• _What is being asked_
Can you reproduce every line of the entries below, requests included, adding 67 to each coordinate value in the answer points?

-----

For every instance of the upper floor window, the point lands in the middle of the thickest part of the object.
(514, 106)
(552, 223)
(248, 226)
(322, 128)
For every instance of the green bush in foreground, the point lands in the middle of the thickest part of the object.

-----

• _Correct response_
For every instance of the upper floor window, the point lands in the middle of the thickest part of the object.
(581, 173)
(619, 290)
(315, 293)
(389, 195)
For every instance of the green bush in foreground, the point lands in the middle of the thickest part of the object.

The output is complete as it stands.